GIVEN RECORDS:
+--

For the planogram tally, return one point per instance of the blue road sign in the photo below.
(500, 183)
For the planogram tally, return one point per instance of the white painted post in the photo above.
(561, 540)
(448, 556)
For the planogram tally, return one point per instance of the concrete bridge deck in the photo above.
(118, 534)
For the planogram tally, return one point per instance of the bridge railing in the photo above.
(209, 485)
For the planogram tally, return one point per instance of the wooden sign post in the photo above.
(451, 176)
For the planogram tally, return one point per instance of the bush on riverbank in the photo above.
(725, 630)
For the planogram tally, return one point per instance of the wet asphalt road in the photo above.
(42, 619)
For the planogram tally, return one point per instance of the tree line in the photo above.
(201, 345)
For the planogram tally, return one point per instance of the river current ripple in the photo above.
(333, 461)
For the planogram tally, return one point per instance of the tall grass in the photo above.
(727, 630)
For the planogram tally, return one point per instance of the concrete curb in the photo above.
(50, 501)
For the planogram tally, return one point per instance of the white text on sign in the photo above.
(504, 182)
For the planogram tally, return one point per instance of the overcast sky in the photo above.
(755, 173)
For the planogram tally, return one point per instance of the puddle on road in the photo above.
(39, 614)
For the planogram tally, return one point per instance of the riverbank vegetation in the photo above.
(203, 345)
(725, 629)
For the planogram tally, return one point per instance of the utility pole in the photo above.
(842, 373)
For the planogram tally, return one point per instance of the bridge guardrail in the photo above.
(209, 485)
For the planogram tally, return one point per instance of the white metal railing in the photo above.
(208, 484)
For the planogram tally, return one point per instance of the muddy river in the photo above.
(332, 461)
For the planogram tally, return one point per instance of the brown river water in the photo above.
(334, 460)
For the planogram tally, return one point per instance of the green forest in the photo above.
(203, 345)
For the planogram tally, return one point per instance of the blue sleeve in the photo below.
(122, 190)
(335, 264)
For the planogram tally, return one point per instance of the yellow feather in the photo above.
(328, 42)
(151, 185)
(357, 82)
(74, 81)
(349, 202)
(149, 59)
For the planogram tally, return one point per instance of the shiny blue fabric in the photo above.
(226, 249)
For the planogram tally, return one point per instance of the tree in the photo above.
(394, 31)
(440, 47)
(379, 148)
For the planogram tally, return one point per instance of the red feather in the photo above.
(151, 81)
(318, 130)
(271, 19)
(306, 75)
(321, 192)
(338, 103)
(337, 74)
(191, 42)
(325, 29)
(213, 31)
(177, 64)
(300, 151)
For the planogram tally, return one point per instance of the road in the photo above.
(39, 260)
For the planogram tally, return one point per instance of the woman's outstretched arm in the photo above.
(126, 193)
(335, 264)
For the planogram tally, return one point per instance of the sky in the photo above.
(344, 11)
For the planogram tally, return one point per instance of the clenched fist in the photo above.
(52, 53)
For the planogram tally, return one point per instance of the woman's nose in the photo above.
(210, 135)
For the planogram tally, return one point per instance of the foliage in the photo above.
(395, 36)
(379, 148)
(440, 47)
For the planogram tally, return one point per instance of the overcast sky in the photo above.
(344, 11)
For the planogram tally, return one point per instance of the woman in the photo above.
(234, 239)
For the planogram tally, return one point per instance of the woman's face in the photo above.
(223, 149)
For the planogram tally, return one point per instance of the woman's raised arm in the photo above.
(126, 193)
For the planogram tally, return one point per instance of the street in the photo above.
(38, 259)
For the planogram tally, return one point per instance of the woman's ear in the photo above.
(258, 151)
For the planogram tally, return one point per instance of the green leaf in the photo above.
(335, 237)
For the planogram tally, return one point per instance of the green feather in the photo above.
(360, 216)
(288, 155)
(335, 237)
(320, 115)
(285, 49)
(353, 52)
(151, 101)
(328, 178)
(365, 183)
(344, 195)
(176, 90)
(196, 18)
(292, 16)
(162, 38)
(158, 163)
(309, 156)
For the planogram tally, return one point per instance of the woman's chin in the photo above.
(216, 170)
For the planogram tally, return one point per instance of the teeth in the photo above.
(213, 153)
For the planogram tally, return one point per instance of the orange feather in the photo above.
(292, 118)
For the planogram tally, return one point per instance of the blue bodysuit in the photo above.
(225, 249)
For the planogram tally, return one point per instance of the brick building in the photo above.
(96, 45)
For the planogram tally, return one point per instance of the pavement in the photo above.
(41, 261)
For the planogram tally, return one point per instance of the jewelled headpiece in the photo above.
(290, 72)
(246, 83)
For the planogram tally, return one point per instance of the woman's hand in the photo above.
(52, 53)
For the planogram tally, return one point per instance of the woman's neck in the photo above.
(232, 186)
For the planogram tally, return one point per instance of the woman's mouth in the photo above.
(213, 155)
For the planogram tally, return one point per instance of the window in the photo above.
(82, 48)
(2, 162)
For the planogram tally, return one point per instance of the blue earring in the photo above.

+--

PROMPT: Write out every line of the material again, exactly as it reads.

EXPECTED ANSWER:
For the planogram tally, return one point per instance of the blue road sign in the photo below.
(500, 183)
For the planogram tally, return one point per instance of the white painted post in the photo above.
(561, 540)
(448, 556)
For the planogram tally, return one point per instance of the concrete bridge deck in the photo above.
(118, 534)
For the planogram tally, return one point per instance of the bridge railing in the photo above.
(209, 485)
For the planogram tally, return one point per instance of the wooden sign post in the photo above.
(451, 176)
For the planogram tally, return one point per instance of the bush on riverbank in the photo above.
(725, 630)
For the planogram tally, return one point per instance of the wet asphalt road in the photo above.
(42, 619)
For the planogram tally, return one point per instance of the tree line in the photo above.
(201, 345)
For the planogram tally, return one point per instance of the river current ripple in the photo above.
(333, 461)
For the planogram tally, return one point per instance of the tall grass in the photo above.
(727, 630)
For the planogram tally, return one point per instance of the concrete curb in the photo above.
(50, 501)
For the planogram tally, return one point per instance of the white text on sign in the photo above.
(504, 182)
For the planogram tally, return one point per instance of the overcast sky in the photo above.
(755, 173)
For the planogram tally, return one point per instance of the puddle on road in the photo above.
(39, 614)
For the planogram tally, return one point per instance of the riverbank vegetation in the photo above.
(203, 345)
(725, 629)
For the planogram tally, return one point per instance of the utility pole in the photo above.
(842, 373)
For the planogram tally, return one point per instance of the bridge guardrail in the photo above.
(209, 485)
For the planogram tally, return one point per instance of the white metal railing in the photo above.
(208, 484)
For the planogram tally, return one point per instance of the muddy river in the photo above.
(332, 461)
For the planogram tally, return one point per instance of the brown river water in the photo above.
(334, 460)
For the planogram tally, return one point per instance of the green forest in the photo above.
(203, 345)
For the planogram tally, return one point per instance of the blue sleeve in the photo below.
(122, 190)
(335, 264)
For the planogram tally, return one point per instance of the yellow feather in the photo above.
(328, 42)
(151, 185)
(357, 82)
(74, 81)
(349, 202)
(149, 59)
For the planogram tally, return one point per instance of the shiny blue fabric in the photo above.
(226, 249)
For the planogram tally, return one point per instance of the tree in the photo above.
(394, 31)
(440, 47)
(379, 148)
For the planogram tally, return one point per instance of the red feather in the photo above.
(151, 81)
(318, 130)
(271, 19)
(306, 75)
(321, 192)
(338, 103)
(337, 74)
(191, 42)
(325, 29)
(213, 31)
(177, 64)
(300, 151)
For the planogram tally, return one point per instance of the road in the photo above.
(39, 260)
For the planogram tally, return one point per instance of the woman's outstretched arm in the photo above.
(126, 193)
(335, 264)
For the planogram tally, return one point per instance of the sky in the photo above.
(344, 11)
For the planogram tally, return one point per instance of the clenched fist in the photo above.
(52, 53)
For the planogram tally, return one point per instance of the woman's nose in the photo above.
(210, 135)
For the planogram tally, return one point per instance of the foliage in the photo above.
(395, 36)
(379, 148)
(440, 47)
For the planogram tally, return one point per instance of the overcast sky in the photo above.
(344, 11)
For the planogram tally, return one point per instance of the woman in the photo above.
(234, 239)
For the planogram tally, return one point per instance of the woman's face in the photo above.
(223, 149)
For the planogram tally, return one point per instance of the woman's raised arm in the photo above.
(126, 193)
For the planogram tally, return one point per instance of the street in the photo above.
(38, 259)
For the planogram tally, return one point per instance of the woman's ear in the photo above.
(258, 151)
For the planogram tally, return one point per instance of the green leaf in the photo above.
(335, 237)
For the planogram tally, return one point per instance of the green feather in the photo above.
(360, 216)
(288, 155)
(335, 237)
(320, 115)
(285, 49)
(353, 52)
(151, 101)
(328, 178)
(365, 183)
(344, 195)
(176, 90)
(196, 18)
(292, 16)
(162, 38)
(158, 163)
(309, 156)
For the planogram tally, return one point per instance of the woman's chin in the photo above.
(216, 170)
For the planogram tally, return one point per instance of the teeth in the photo above.
(213, 153)
For the planogram tally, return one point per instance of the orange feather in the photo above.
(292, 118)
For the planogram tally, return one point per instance of the blue bodysuit in the photo above.
(225, 249)
For the planogram tally, return one point per instance of the brick building in the photo above.
(96, 45)
For the planogram tally, return one point per instance of the pavement in the photo above.
(41, 261)
For the planogram tally, return one point per instance of the jewelled headpiece in the photo above.
(290, 72)
(246, 83)
For the planogram tally, return one point per instance of the woman's hand in the photo above.
(52, 53)
For the planogram tally, return one point per instance of the woman's neck in the photo above.
(232, 186)
For the planogram tally, return one point per instance of the woman's mouth in the photo above.
(213, 155)
For the planogram tally, return one point per instance of the window in the photo above.
(82, 48)
(2, 162)
For the planogram tally, return one point per instance of the blue earring in the photo above.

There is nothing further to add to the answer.